Given problem 1 -> From the UQ divestment news item, list each thing Mr Pringle did or undertook to do for the Fossil Free UQ students after meeting them.
Given problem 2 -> Pick up the UQ divestment news item after its last sentence and carry it forward.

19 April 2016

University of Queensland Chief Operating Officer Mr Greg Pringle met with a student delegation from Fossil Free UQ on Monday.

The students have an appointment to meet with Vice-Chancellor Professor Peter Høj in early May.

 Prior to that, Mr Pringle will outline to the students information as appropriate on the University’s investment portfolio.

Mr Pringle told the students he would ensure ongoing regular communication about the University’s position on divestment.

He also undertook to ensure the University Senate would be informed of Fossil Free UQ’s actions and concerns at its meeting this week, with a Fossil Free UQ member attending as a non-participating observer for that part of the meeting.

Mr Pringle has invited the group to submit a paper to the Senate for advisory before the next Senate meeting, set down for 16 June.

UQ Vice-Chancellor and President Professor Peter Høj said The University of Queensland recognised the need to provide university donors the option to have funds managed through an investment portfolio that could reasonably be considered ‘fossil fuel-free’.

“We have established a new Green Socially Responsible Investment (SRI) portfolio that is available as an option to new donors to the university,” he said.

This portfolio is considered fossil-free in that it excludes most of the energy and resources sector in Australia.

Material shown ->
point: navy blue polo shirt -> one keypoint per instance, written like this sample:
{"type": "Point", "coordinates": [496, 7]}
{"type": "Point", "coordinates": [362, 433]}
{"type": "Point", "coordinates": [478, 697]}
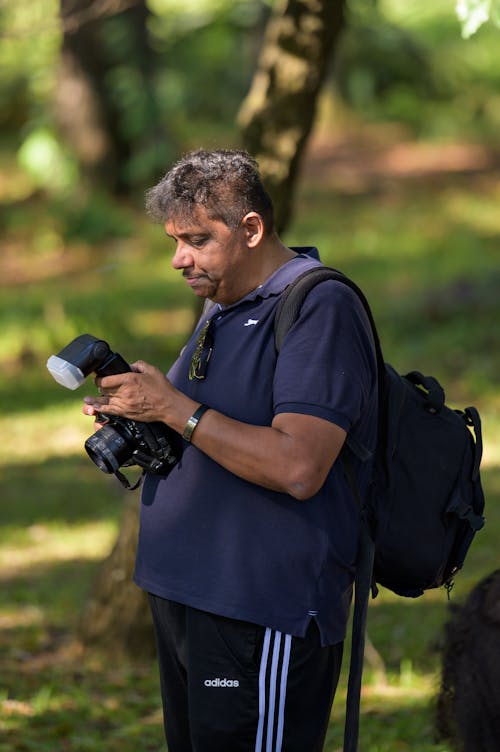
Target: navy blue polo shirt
{"type": "Point", "coordinates": [209, 539]}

Exercise result 1 ->
- Outline to the students information, as appropriate, on the University's investment portfolio before their meeting with the Vice-Chancellor
- Ensure ongoing regular communication about the University's position on divestment
- Ensure the University Senate would be informed of Fossil Free UQ's actions and concerns at its meeting this week, with a Fossil Free UQ member attending as a non-participating observer for that part of the meeting
- Invite the group to submit a paper to the Senate for advisory before the next Senate meeting, set down for 16 June

Exercise result 2 ->
It excludes all companies involved in the exploration and production of oil and gas and in coal mining and general mining; that have:

  • Revenues arising from bituminous coal and lignite surface mining, bituminous coal underground mining, anthracite mining, crude petroleum and natural gas and natural gas liquids, or
  • Proved and probable reserves in coal, oil or gas.

This means every company classified under the FTSE Ground Rules ex Fossil Fuels Index Series is excluded from the fund.

Investment portfolios excluding fossil fuels have performed well in recent years, with falls in the price of oil and other commodities.

Professor Høj said divestment from existing fund agreements was not always as simple or as effective as some may hope.

“Donors have provided UQ with trust funds and bequests under certain agreements, and we are obliged to honour these agreements,” he said.

“Therefore the university will maintain existing investment arrangements across $160 million of previously donated funds.

“It is important to note that this existing UQ portfolio is already considered socially-responsible, as it is managed by external fund managers DNR Capital, signatories to the United Nations-supported Principles for Responsible Investment (PRI).

Professor Høj said UQ embedded a commitment to environmental sustainability across teaching, research, engagement and operational activities through the UQ Sustainability initiative, and continued to innovate towards change on a global scale, particularly through:

  • The Global Change Institute, which aims to address the impacts of climate change, technological innovation and population growth.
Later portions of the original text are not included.